> **Qué debes hacer**: En el texto sobre el marchante de Hitler, enumera las obras numeradas bajo ese encabezado e indica el título y el autor de cada una.

== Texto citado ==

Así, lo increíble de este episodio, como todo lo que todavía se está desentrañando de los años terribles de la Segunda Guerra Mundial, es que revela los intersticios de cómo pudieron ocurrir ciertas cosas en aquellos tiempos. Es claro, como lo explica Feliciano, que al final de la guerra había cosas mucho más importantes que hacerles veeduría a unas obras de arte que rondaban por Europa. Aunque se hablara de más de 100.000 obras de arte expoliadas por los nazis, esa cifra era minúscula frente a los retos de reconstruir la conciencia universal y remediar el hambre, la destrucción y el empobrecimiento que dejó la guerra. Y allí, justo allí, arranca esta historia.
El marchante de Hitler
1) Hans Christof, Pareja, 1924. 2) Max Liebermann, Dos jinetes en la playa, 1901. 3) Wilhelm Lachnit, Hombre y mujer en la ventana, 1923. 4) Antonio Canaletto, Santa Giustina in Pra della Valle, siglo XVIII.
Hildebrand Gurlitt sabía que algo estaba pasando y que era grande. Ya para 1920 había sabido leer el aire de modernidad y las vanguardias de la época y era amigo de Kandinski, de Kokoschka, de los impresionistas alemanes y de los austriacos. Ni más ni menos que de “Los Degenerados”, como los calificaba Hitler quien en Mein Kampf hablaba de las obras modernas como “productos de mentes degeneradas”.
Como director del Museo König Albert, en Zwickau, Gurlitt había impulsado este tipo de arte e hizo varias exposiciones con los artistas que hoy veneramos y que fueron, justamente, el objeto del odio del Führer. Era católico pero tenía un ancestro judío, una condición que fue determinante: lo salvó frente al régimen, y, después de la guerra, frente a los aliados.

===
== Datos proporcionados ==

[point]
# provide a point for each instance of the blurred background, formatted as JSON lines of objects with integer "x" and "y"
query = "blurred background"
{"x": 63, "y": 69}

===

> **Ejercicio resuelto**:
1) *Pareja*, de Hans Christof.
2) *Dos jinetes en la playa*, de Max Liebermann.
3) *Hombre y mujer en la ventana*, de Wilhelm Lachnit.
4) *Santa Giustina in Pra della Valle*, de Antonio Canaletto.